269 F.3d 528 (5th Cir. 2001)

THE HOUSTON EXPLORATION COMPANY, Plaintiff-Appellee,

v.

HALLIBURTON ENERGY SERVICES, INC., Defendant-Appellant,

No. 00-30724

United States Court of Appeals, Fifth Circuit

October 22, 2001

Page 529

Appeal from the United States District Court For the Eastern District of Louisiana

Before DAVIS and JONES, Circuit Judges, and PRADO[*], District Judge.

W. EUGENE DAVIS, Circuit Judge:

The Houston Exploration Company ("THEC") sued Halliburton Energy Services, Inc. ("Halliburton") for damages incurred when THEC's gas well blew out after Halliburton conducted drill stem testing on the well. At trial, Halliburton argued that it was shielded from liability under an indemnity agreement between Halliburton and THEC, which required THEC to release and indemnify Halliburton. Finding that Halliburton's conduct constituted gross negligence, the district court refused to enforce the indemnity agreement and entered a judgment for THEC. Halliburton now appeals, arguing that it was not grossly negligent, and thus, that the indemnity agreement should be enforced. Because we conclude that the district court clearly erred in finding that Halliburton's conduct amounted to gross negligence, we vacate the judgment of the district court and remand the case for further proceedings consistent with this opinion.

I.

The facts giving rise to this action are largely undisputed. THEC owned a natural gas well, known as Well C-1 ("the Well"), located on the Outer Continental Shelf in the Gulf of Mexico offshore of Louisiana, which blew out on May 31, 1997. Pursuant to a Work Order Agreement, THEC contracted with Halliburton to perform drill stem testing operations on the Well. Significantly, the Work Order Agreement required THEC "to defend, indemnify and hold Halliburton . . . harmless from and against any and all liability, claims, costs, expenses, attorney's fees and damages . . .

Page 530

resulting from . . . [l]oss of well control." The blowout that is the subject of this litigation occurred after Halliburton completed the third of three drill stem tests.

Instruction 1 >> Copy out the entries between the line containing "Wildlife-survey tagging: tag each instance of the chair leg" and the line containing "(1037, 910)", inclusive, with no changes.

Supplied data >>

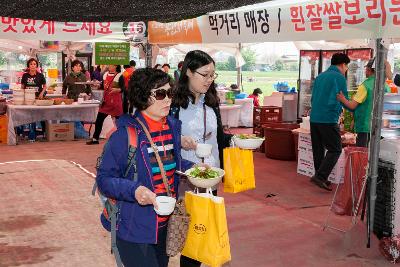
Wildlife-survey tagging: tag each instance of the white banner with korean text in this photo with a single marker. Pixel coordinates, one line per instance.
(30, 29)
(276, 21)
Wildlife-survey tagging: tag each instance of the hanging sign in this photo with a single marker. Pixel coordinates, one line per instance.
(277, 21)
(112, 53)
(19, 29)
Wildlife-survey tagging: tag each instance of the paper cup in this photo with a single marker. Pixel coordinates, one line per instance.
(165, 204)
(203, 150)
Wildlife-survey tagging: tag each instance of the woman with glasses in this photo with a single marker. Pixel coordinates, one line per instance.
(196, 105)
(141, 235)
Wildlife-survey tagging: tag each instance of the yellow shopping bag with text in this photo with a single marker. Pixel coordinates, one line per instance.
(239, 170)
(207, 240)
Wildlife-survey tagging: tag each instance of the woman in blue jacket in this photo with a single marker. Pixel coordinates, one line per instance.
(141, 233)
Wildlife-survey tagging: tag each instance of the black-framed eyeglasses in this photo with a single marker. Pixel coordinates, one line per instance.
(206, 76)
(160, 94)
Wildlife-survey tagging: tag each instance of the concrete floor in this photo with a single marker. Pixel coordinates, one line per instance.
(277, 224)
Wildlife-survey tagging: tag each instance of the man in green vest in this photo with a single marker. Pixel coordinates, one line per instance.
(361, 104)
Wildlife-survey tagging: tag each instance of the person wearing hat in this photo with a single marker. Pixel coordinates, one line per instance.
(361, 104)
(324, 117)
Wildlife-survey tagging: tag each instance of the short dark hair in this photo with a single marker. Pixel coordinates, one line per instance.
(234, 86)
(118, 68)
(30, 60)
(340, 58)
(132, 63)
(77, 62)
(257, 91)
(142, 82)
(194, 60)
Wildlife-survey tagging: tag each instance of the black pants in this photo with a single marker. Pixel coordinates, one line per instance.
(325, 136)
(141, 255)
(362, 139)
(99, 124)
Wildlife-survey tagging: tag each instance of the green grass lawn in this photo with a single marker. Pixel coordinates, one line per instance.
(263, 80)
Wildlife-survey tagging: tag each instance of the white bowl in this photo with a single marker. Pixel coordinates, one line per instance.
(251, 143)
(166, 205)
(44, 102)
(203, 150)
(205, 183)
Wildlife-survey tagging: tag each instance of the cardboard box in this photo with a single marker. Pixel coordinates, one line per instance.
(305, 161)
(60, 131)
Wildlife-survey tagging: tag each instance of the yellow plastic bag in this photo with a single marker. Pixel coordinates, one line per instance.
(239, 170)
(207, 240)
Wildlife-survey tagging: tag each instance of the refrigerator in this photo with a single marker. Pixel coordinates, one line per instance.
(308, 71)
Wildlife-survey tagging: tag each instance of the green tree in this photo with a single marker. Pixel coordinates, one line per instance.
(397, 65)
(221, 66)
(278, 66)
(250, 57)
(231, 64)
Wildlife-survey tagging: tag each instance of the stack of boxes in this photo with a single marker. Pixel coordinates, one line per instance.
(263, 115)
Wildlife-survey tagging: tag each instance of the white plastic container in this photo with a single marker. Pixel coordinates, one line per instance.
(29, 96)
(203, 150)
(18, 97)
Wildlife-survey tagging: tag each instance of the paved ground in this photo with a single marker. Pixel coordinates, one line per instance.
(52, 220)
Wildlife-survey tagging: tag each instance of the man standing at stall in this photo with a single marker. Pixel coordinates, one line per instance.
(362, 103)
(325, 112)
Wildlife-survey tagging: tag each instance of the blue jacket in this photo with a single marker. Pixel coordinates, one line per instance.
(135, 223)
(325, 108)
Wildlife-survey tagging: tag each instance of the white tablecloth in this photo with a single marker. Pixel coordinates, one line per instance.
(97, 94)
(24, 114)
(230, 115)
(246, 111)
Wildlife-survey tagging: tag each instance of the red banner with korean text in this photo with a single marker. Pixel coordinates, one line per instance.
(288, 20)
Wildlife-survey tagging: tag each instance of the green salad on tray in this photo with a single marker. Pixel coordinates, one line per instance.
(207, 173)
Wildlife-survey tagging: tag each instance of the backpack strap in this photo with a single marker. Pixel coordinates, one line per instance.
(114, 248)
(132, 146)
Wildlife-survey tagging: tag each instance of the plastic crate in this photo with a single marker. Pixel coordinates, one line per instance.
(267, 114)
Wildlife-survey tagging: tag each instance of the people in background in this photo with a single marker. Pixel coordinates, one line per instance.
(97, 74)
(165, 68)
(70, 87)
(196, 105)
(118, 68)
(325, 112)
(177, 72)
(141, 235)
(362, 103)
(255, 96)
(235, 89)
(112, 101)
(33, 79)
(126, 76)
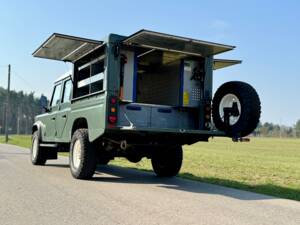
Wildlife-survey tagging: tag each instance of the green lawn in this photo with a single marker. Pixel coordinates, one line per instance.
(264, 165)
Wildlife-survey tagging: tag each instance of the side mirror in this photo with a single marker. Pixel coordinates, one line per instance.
(44, 104)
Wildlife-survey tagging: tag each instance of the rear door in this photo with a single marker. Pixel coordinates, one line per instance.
(64, 109)
(50, 120)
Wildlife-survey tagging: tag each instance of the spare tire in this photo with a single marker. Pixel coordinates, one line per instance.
(248, 104)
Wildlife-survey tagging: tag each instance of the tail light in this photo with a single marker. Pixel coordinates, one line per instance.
(112, 112)
(207, 115)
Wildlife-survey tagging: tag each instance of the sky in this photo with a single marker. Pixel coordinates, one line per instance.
(266, 35)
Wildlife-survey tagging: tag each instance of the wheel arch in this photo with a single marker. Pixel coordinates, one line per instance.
(78, 123)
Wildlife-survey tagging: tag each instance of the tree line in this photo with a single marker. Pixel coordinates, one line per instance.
(24, 107)
(21, 111)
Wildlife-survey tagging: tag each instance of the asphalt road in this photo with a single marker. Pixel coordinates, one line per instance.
(49, 195)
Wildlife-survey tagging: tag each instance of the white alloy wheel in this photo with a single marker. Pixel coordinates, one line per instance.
(76, 156)
(227, 101)
(35, 146)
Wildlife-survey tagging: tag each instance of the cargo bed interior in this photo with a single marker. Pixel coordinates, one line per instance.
(153, 91)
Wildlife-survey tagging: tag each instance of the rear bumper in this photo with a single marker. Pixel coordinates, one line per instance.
(210, 133)
(164, 136)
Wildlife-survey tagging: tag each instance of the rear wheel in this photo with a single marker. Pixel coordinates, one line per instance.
(37, 155)
(82, 155)
(167, 162)
(248, 104)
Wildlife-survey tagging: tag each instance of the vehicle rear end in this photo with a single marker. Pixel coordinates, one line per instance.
(161, 94)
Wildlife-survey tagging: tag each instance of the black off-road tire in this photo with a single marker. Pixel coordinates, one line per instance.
(167, 162)
(37, 156)
(87, 162)
(249, 113)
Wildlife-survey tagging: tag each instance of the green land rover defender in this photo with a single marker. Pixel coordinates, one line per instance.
(143, 95)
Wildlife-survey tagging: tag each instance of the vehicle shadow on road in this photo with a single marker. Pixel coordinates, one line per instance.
(115, 174)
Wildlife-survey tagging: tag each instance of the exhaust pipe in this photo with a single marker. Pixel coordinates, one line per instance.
(123, 145)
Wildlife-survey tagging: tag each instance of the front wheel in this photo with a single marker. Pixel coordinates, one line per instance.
(167, 162)
(82, 155)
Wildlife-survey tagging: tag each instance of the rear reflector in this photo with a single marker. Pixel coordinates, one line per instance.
(112, 119)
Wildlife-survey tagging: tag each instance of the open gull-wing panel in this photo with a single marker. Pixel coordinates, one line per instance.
(155, 40)
(221, 63)
(65, 48)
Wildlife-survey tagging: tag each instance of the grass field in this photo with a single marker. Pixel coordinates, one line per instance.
(264, 165)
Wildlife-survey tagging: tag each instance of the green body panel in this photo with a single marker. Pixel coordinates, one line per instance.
(57, 125)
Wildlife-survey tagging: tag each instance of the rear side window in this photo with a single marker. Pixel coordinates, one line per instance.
(56, 95)
(67, 91)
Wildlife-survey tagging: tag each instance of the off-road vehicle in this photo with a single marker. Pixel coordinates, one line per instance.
(143, 95)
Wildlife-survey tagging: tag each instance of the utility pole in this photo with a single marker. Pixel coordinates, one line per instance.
(18, 121)
(7, 106)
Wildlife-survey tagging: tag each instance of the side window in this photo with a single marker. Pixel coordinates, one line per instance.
(56, 95)
(67, 91)
(90, 77)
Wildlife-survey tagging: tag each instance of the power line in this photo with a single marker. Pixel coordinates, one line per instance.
(21, 78)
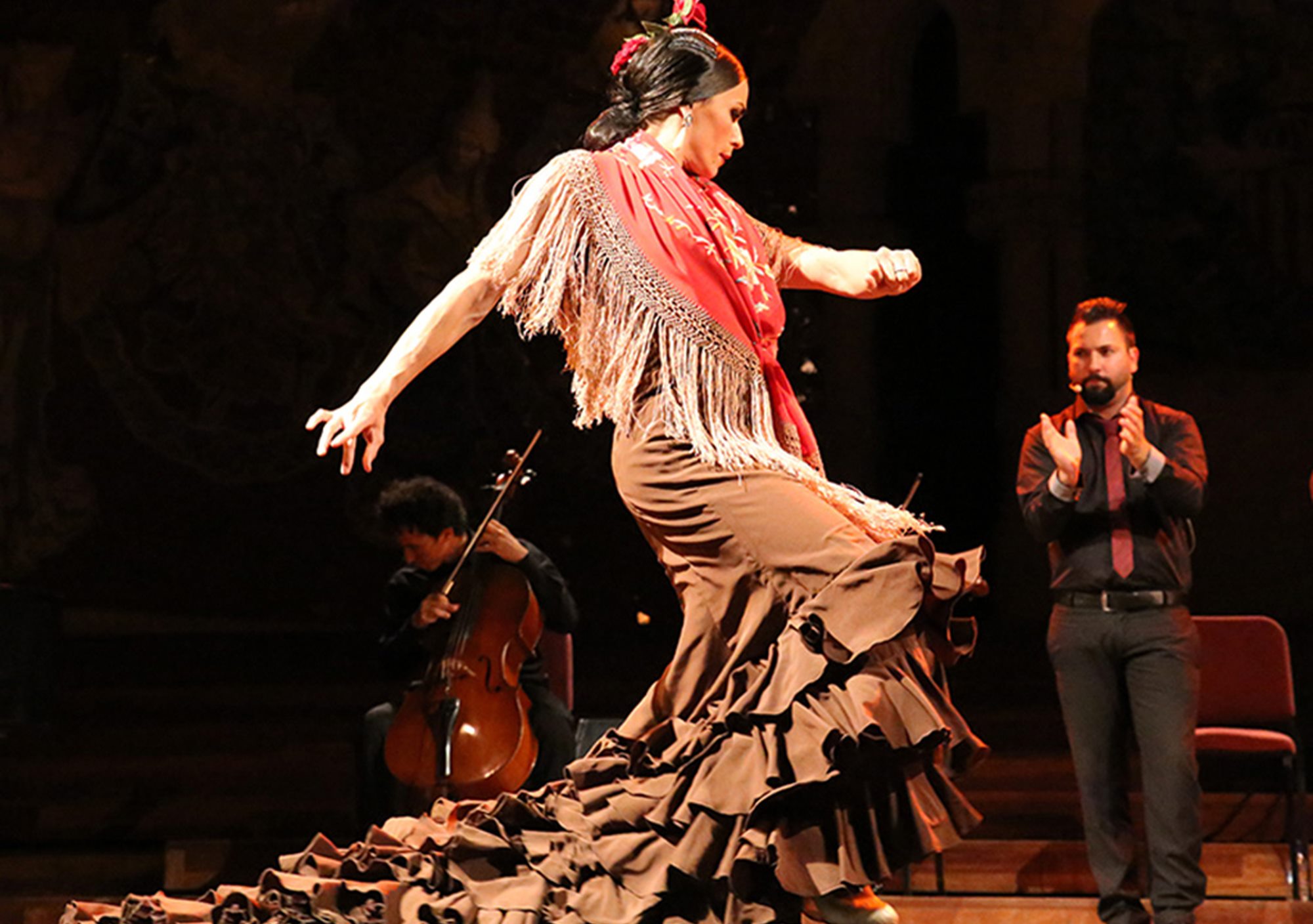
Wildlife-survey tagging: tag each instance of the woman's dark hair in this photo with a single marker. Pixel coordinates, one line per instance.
(677, 68)
(422, 505)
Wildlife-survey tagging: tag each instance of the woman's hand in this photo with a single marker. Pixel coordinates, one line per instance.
(888, 272)
(854, 274)
(359, 419)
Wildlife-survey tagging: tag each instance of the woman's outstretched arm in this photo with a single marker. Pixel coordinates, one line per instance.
(463, 304)
(851, 274)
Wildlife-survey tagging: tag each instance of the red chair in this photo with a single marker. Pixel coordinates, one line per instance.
(1247, 707)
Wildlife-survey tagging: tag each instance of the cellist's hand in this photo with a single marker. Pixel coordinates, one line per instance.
(500, 541)
(434, 607)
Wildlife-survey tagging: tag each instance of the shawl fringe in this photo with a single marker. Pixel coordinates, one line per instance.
(567, 266)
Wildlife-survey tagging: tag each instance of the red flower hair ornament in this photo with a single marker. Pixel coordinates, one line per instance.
(686, 14)
(689, 14)
(628, 52)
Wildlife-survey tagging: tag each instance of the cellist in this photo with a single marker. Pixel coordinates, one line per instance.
(429, 524)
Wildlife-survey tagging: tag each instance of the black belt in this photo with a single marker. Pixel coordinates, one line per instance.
(1111, 600)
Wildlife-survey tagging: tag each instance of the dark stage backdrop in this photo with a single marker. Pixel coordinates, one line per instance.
(216, 217)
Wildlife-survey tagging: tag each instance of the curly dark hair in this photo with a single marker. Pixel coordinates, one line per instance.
(423, 505)
(1094, 310)
(677, 68)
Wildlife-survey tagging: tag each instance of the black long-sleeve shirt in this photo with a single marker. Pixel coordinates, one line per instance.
(1079, 532)
(406, 649)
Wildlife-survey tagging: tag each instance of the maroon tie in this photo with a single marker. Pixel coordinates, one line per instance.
(1123, 547)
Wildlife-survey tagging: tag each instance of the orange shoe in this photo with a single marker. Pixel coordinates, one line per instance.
(850, 908)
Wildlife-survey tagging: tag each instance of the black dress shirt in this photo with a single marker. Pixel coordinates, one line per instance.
(1079, 532)
(408, 650)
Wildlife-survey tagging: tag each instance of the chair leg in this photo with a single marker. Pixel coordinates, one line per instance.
(1299, 830)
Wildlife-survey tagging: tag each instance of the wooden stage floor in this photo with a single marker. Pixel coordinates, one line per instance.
(1037, 910)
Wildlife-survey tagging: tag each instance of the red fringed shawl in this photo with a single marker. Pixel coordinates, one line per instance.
(657, 279)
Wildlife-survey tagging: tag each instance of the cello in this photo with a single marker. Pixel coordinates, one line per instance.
(464, 729)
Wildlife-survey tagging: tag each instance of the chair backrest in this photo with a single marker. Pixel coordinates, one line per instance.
(1245, 673)
(557, 650)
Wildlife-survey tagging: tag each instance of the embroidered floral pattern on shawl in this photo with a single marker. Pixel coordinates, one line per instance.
(662, 288)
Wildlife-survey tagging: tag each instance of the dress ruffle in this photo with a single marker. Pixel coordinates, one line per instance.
(838, 736)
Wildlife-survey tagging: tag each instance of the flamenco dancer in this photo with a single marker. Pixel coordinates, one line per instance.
(794, 753)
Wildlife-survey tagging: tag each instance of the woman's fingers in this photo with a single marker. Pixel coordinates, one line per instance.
(374, 443)
(896, 271)
(333, 425)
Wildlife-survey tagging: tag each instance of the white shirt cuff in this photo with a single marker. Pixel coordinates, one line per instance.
(1065, 493)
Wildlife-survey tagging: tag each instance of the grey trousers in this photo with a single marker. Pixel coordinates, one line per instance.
(1134, 671)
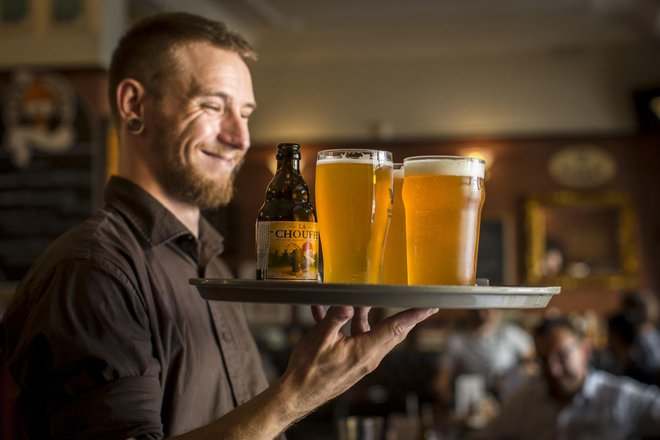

Instruction 2 >> Do these statements agree with the opinion? Answer yes or no for each, quoting the words that decide it. (a) The Well was located in the Gulf of Mexico offshore of Louisiana. (b) The blowout occurred after Halliburton completed the second of three drill stem tests. (c) The district court enforced the indemnity agreement.

Reply 1 >>
Wildlife-survey tagging: tag each instance of the chair leg in this photo with a single marker. Pixel coordinates, one line per instance.
(1299, 830)
Wildlife-survey tagging: tag each instance of the wooden stage floor in this photo with a single marker. Pixel coordinates, one line per instance.
(1037, 910)

Reply 2 >>
(a) Yes: "located on the Outer Continental Shelf in the Gulf of Mexico offshore of Louisiana"
(b) No: "occurred after Halliburton completed the third of three drill stem tests"
(c) No: "the district court refused to enforce the indemnity agreement"